§ **WHAT YOU HAVE TO DO**: Reproduce the listing below verbatim, leaving out the picture.

** START DATA SUPPLIED **

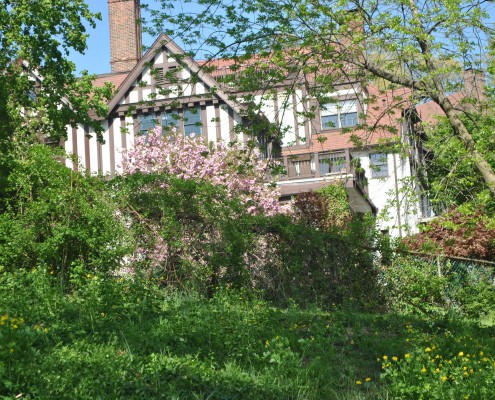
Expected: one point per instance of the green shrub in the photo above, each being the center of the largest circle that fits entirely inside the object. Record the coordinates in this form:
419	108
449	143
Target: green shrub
55	217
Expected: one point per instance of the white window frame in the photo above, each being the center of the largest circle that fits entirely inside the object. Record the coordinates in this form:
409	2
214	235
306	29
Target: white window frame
338	113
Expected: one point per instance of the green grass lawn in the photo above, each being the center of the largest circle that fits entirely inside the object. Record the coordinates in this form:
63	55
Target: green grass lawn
124	339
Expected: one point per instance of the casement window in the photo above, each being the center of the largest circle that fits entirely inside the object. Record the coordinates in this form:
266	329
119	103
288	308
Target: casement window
379	165
170	120
341	114
192	122
146	123
331	163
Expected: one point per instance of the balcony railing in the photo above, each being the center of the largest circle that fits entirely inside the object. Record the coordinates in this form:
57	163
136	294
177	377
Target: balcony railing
337	165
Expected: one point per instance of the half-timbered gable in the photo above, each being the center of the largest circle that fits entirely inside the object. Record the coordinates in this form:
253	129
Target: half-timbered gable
166	88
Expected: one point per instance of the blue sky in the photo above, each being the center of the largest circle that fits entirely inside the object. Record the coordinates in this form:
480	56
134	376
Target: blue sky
96	59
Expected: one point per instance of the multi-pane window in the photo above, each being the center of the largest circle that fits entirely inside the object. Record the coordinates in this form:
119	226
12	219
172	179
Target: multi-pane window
192	122
379	165
341	114
331	163
170	120
146	123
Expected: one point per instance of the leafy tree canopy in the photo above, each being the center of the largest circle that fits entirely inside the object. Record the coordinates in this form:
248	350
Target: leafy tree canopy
416	44
39	92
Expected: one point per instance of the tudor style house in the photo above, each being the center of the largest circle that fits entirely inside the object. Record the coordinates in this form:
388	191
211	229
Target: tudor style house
165	86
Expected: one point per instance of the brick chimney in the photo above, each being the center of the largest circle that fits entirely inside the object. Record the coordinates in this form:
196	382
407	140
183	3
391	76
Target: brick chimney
125	34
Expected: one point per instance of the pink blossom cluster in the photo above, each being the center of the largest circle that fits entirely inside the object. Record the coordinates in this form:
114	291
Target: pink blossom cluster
239	170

** END DATA SUPPLIED **

§ **ANSWER FOR THIS EXERCISE**:
Expected: one point per instance of the green shrub in the photo above, each being the center of the largest circle that fits entirely inside the object. Record the coordinates in this form:
419	108
449	143
Target: green shrub
55	217
Expected: one point per instance of the white window frame in the photo above, each being the center of the largest circle that fits entirely inside the object. Record the coordinates in this form:
409	2
214	235
306	29
Target: white window frame
338	113
Expected: one point per instance of the green grass lawn in the photo above, each being the center of the largest circle that fits entirely inside the object. Record the coordinates in this form:
63	55
Target: green grass lawn
124	339
Expected: one point per instance of the casement window in the photo above, each being the center of the largest circle that fits entirely inside the object. Record the coordinates in this form:
266	329
119	103
288	308
Target: casement window
379	165
170	120
341	114
192	122
146	123
331	163
Expected: one point per instance of the balcony railing in the photo above, each being the center of the largest circle that fits entirely inside the object. Record the coordinates in this form:
57	163
136	294
177	377
Target: balcony railing
337	165
Expected: one point per instance of the half-timbered gable in the photo above, each being the center of the largest circle that fits entirely inside the object. Record the coordinates in this form:
253	129
Target: half-timbered gable
166	88
Expected: one point per instance of the blue sky in the photo above, each being the center of the largest circle that fits entirely inside the object. Record the coordinates in this form:
480	56
134	376
Target: blue sky
96	59
Expected: one point per instance of the multi-pane window in the photo above, each being the center of the largest circle that fits entirely inside the object. Record the coordinates in this form:
119	226
12	219
172	179
Target: multi-pane window
192	122
379	165
341	114
331	163
170	120
146	123
Expected: one point per instance of the leafy tree canopy in the photo above, each being the center of the largest circle that fits entirely inside the object. Record the coordinates in this form:
248	350
Target: leafy tree canopy
416	44
39	92
Expected: one point per instance of the tudor style house in the photo above, each being the center of the largest circle that fits entirely inside the object. Record the coordinates in this form:
388	191
211	229
Target: tudor style house
165	86
Expected: one point per instance of the brick chimney in the photo above, each being the center of the largest circle that fits entirely inside the object. Record the coordinates in this form:
196	382
407	140
183	3
391	76
Target: brick chimney
125	34
Expected: one point per instance of the pink blossom cluster in the photo above, each being the center of the largest circle that fits entirely inside the object. Record the coordinates in this form:
114	291
Target: pink blossom cluster
239	170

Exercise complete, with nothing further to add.